Yeah I think that's correct, Jeff. I mean as we said in our release we're probably getting into it a little softer than some others. We do know how to manage a risk fleet as you stated. We used to do it and all the people that used to do it are still here. But I think we want to see how it shapes out this year and how it goes before we get into it much heavier than we are already. I do believe, however, that the amount of risk fleet that is out there will force all car rental companies to think about their utilization and how they dispose the units and be very judicious about that. I do believe that.

Jeff Kessler - Lehman Brothers

Analyst · Lehman Brothers

Okay. What you're saying is that the people who were doing your at risk business, they are still around at Avis.

Bob Salerno

President

That's correct, Jeff.

Jeff Kessler - Lehman Brothers

Analyst · Lehman Brothers

Because that is concern of some people that -- that you guys been on program cars for so long that you may have lost on these at risk experts?

Ron Nelson

Chief Executive Officer

That -- we are all still here, Jeff and as a matter of fact, we haven't totally been out of the risk business. While we have been heavily into the buy backs, we've still sold quite a few cars over the docketed at options and quite honestly this year we had pretty good success with it.

Jeff Kessler - Lehman Brothers

Analyst · Lehman Brothers

Alright, well thank you very much.

Operator

Operator

Thank you. Moving on, we will hear from Chris Gutek with Morgan Stanley.

Chris Gutek - Morgan Stanley

Analyst · Morgan Stanley

Thanks good morning, couple of questions. Let's start to look -- dig a little deeper into the profitability of the domestic car rental business and first in terms of making sure we are talking apples-of-apples, if you take what you reported for EBITDA and add back the separation costs, but then allocate most of what you're calling the corporate interest expense to the US segment, we get an EBITDA margin of 3.5 to 4%, which is roughly half of what the other public companies recently reported and well less than half of what one of the other major competitors is looking at and even now that other major competitor is talking about significant further margin expansion. So, first would you agree with the definition? And secondly, could you help us understands issue by issue where those margin differences lie?

============================================================

▶ WRITTEN EXERCISE
Please copy the stretch of the transcript from "Yeah I think" through "do believe that.". These rows have no connection to the transcript.

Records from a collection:

============================================================

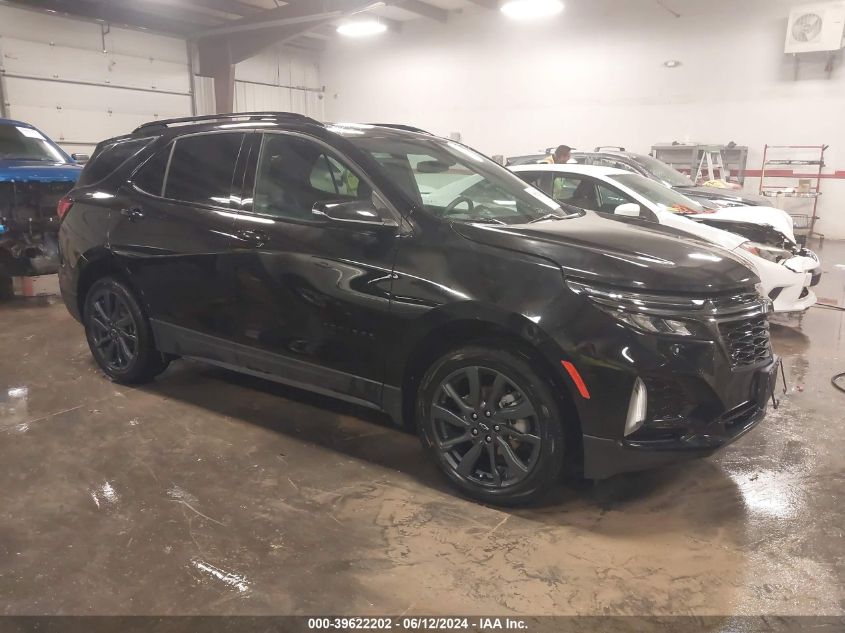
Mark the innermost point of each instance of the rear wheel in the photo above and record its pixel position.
(492, 424)
(119, 334)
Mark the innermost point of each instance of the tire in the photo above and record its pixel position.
(508, 468)
(119, 334)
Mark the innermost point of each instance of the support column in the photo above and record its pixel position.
(224, 88)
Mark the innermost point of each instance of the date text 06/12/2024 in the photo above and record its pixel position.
(418, 624)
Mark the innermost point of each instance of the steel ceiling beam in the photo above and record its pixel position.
(423, 9)
(487, 4)
(113, 14)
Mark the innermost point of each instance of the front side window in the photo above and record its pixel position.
(109, 157)
(295, 173)
(666, 174)
(202, 168)
(610, 198)
(665, 198)
(453, 182)
(18, 142)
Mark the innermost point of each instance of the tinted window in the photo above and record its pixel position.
(446, 178)
(109, 157)
(150, 177)
(295, 173)
(574, 190)
(202, 168)
(330, 176)
(610, 198)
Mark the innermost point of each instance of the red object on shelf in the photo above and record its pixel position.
(780, 172)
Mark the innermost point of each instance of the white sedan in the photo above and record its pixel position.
(786, 271)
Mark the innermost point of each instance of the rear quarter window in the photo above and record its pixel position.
(109, 157)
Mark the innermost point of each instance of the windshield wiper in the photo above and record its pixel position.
(41, 159)
(548, 216)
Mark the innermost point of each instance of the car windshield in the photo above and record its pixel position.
(456, 183)
(665, 198)
(25, 143)
(665, 173)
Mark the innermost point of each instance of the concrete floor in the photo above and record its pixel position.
(212, 493)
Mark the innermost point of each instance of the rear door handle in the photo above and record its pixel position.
(253, 236)
(134, 214)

============================================================

▶ OUTPUT OF THE EXERCISE
Yeah I think that's correct, Jeff. I mean as we said in our release we're probably getting into it a little softer than some others. We do know how to manage a risk fleet as you stated. We used to do it and all the people that used to do it are still here. But I think we want to see how it shapes out this year and how it goes before we get into it much heavier than we are already. I do believe, however, that the amount of risk fleet that is out there will force all car rental companies to think about their utilization and how they dispose the units and be very judicious about that. I do believe that.